TEXT SEGMENT

FHE: Change of Heart

Conference Talk: For more information on this topic read "Preserving the Heart's Mighty Change," by Dale G. Renlund, Ensign, Nov 2009, 97-99.

Thought: A heart transplant can prolong life for years for people who would otherwise die from heart failure. But it is not "the ultimate operation," as Time magazine called it in 1967. The ultimate operation is not a physical but a spiritual "mighty change" of heart.

(Dale G. Renlund, "Preserving the Heart's Mighty Change," Ensign, Nov 2009, 97-99.)

Song: "Thy Spirit, Lord, Has Stirred Our Souls," Hymns. #157 (especially 2nd verse).

Scripture: And they all cried with one voice, saying: Yea, we believe all the words which thou hast spoken unto us; and also, we know of their surety and truth, because of the Spirit of the Lord Omnipotent, which has wrought a mighty change in us, or in our hearts, that we have no more disposition to do evil, but to do good continually. (Mosiah 5:2)

Lesson: Show a picture of each family member from several years before. Ask in what ways they think they have changed the most. Ask them what kinds of changes they have experienced that are not so visible? Have them share their thoughts about the following questions:

  • What does it mean to say a person has changed for the better?
  • What might cause a person to change?
  • How can you tell if a person has really changed?
  • Do you think it would be easier to notice a change in another person or in yourself? Why?
Read Mosiah 5:1-2 together and look for the "mighty change" that came upon King Benjamin's people.

Ask your family if they would like to be so converted that they have no desire to sin. How much easier would it be to live the commandments if you had "no more disposition to do evil but to do good continually"?

Ask your family if they remember what the people of King Benjamin did so that the Spirit could make this "mighty change" in their hearts. (See Mosiah 4:2-3; they asked to be forgiven and purified, and they had faith in Christ.) What did Benjamin say they must do to "retain a remission of their sins"? (See Mosiah 4:11-16.)

Bear your testimony of the power of the Lord to change us so that the things we are commanded to do are also the things we love to do.

(Dennis H. Leavitt and Richard O. Christensen, Scripture Study for Latter-day Saint Families: The Book of Mormon, [Salt Lake City: Deseret Book, 2003], p. 120.)

Story: I am convinced that before the mighty change can occur within us, each of us will obtain a broken heart and a contrite spirit through experiences we receive in life.

SUPPLIED MATERIAL

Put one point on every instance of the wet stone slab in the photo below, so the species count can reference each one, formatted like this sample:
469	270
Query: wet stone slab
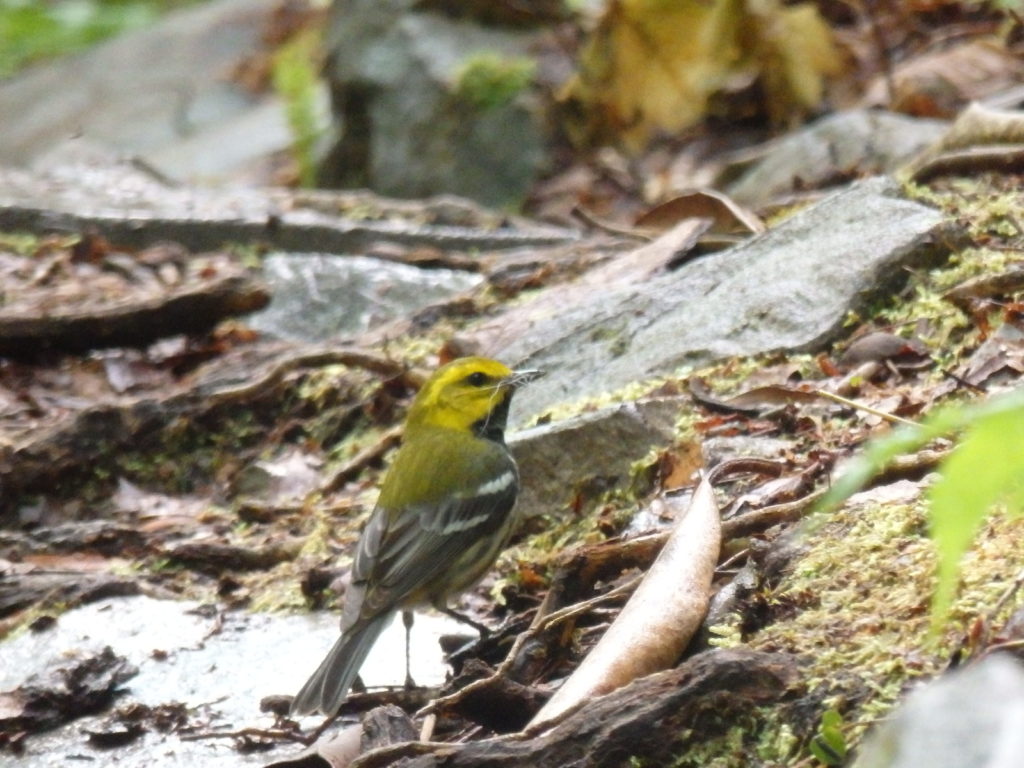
218	666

COMPLETE THE FOLLOWING
A – Decide whether each statement agrees with the change-of-heart lesson, answering yes or no and quoting the deciding words: (i) Time magazine called a heart transplant "the ultimate operation" in 1967; (ii) the family is to read Mosiah 5:1-2 together; (iii) the lesson opens by showing a recent picture of each family member.
B – Which verse of the hymn does the change-of-heart lesson single out?
The data plays no part in this work.

EXPECTED OUTPUTS
A –
(i) Yes: "But it is not "the ultimate operation," as Time magazine called it in 1967."
(ii) Yes: "Read Mosiah 5:1-2 together and look for the "mighty change" that came upon King Benjamin's people."
(iii) No: "Show a picture of each family member from several years before."

B – The 2nd verse of "Thy Spirit, Lord, Has Stirred Our Souls," Hymns #157.